*Task instructions*. What is needed here is an exact copy of all the records below.

──────────────────────────────

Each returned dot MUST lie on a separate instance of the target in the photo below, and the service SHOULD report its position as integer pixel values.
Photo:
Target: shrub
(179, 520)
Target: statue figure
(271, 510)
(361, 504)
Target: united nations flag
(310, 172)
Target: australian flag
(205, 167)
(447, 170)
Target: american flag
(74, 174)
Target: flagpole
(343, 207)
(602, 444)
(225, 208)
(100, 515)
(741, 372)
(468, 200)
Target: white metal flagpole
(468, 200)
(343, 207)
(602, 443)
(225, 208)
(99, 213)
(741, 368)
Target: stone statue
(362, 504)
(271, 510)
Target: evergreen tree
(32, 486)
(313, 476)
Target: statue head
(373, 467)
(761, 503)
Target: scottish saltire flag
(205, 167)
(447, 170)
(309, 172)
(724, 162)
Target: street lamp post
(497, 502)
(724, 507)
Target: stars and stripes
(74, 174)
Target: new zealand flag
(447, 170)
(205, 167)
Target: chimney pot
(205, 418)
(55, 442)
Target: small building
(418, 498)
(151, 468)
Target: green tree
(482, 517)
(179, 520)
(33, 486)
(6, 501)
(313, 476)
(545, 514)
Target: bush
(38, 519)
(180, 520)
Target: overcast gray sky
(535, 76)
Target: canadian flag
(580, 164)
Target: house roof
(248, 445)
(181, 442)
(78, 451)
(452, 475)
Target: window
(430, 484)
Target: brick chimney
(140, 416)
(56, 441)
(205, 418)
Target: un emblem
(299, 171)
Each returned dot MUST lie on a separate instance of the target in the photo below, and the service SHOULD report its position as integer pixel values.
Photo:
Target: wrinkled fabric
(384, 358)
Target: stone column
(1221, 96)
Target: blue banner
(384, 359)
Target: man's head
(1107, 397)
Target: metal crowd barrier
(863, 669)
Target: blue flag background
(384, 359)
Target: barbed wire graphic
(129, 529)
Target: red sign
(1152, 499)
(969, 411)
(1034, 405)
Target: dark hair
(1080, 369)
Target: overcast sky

──────────────────────────────

*Problem solution*.
Each returned dot MUST lie on a separate instance of the target in the photo below, and the service SHOULD report its position as integer pixel values.
Photo:
Target: shrub
(179, 520)
Target: statue figure
(271, 510)
(361, 504)
Target: united nations flag
(310, 172)
Target: australian flag
(205, 167)
(447, 170)
Target: american flag
(74, 174)
Target: flagpole
(343, 207)
(602, 444)
(225, 208)
(100, 515)
(741, 372)
(468, 200)
Target: white metal flagpole
(468, 200)
(343, 207)
(602, 443)
(225, 208)
(99, 213)
(741, 368)
Target: stone statue
(362, 504)
(271, 510)
Target: evergreen tree
(32, 486)
(313, 476)
Target: statue head
(373, 467)
(761, 503)
Target: scottish saltire flag
(205, 167)
(447, 170)
(309, 172)
(724, 162)
Target: street lamp post
(497, 502)
(724, 507)
Target: stars and stripes
(74, 174)
Target: new zealand flag
(447, 170)
(205, 167)
Target: chimney pot
(205, 418)
(55, 442)
Target: small building
(418, 498)
(151, 468)
Target: green tree
(482, 517)
(179, 520)
(33, 486)
(6, 501)
(313, 476)
(545, 514)
Target: bush
(38, 519)
(180, 520)
Target: overcast gray sky
(535, 76)
Target: canadian flag
(580, 164)
Target: house roof
(248, 445)
(181, 442)
(78, 451)
(452, 475)
Target: window
(430, 484)
Target: brick chimney
(140, 416)
(56, 441)
(205, 418)
Target: un emblem
(299, 171)
Each returned dot MUST lie on a separate instance of the target in the photo below, and the service SHOULD report its position as integer pixel values.
Photo:
Target: wrinkled fabric
(384, 358)
Target: stone column
(1221, 96)
Target: blue banner
(384, 359)
Target: man's head
(1107, 397)
Target: metal crowd barrier
(863, 669)
Target: blue flag background
(384, 359)
Target: barbed wire graphic
(129, 529)
Target: red sign
(1152, 499)
(969, 411)
(1034, 405)
Target: dark hair
(1080, 369)
Target: overcast sky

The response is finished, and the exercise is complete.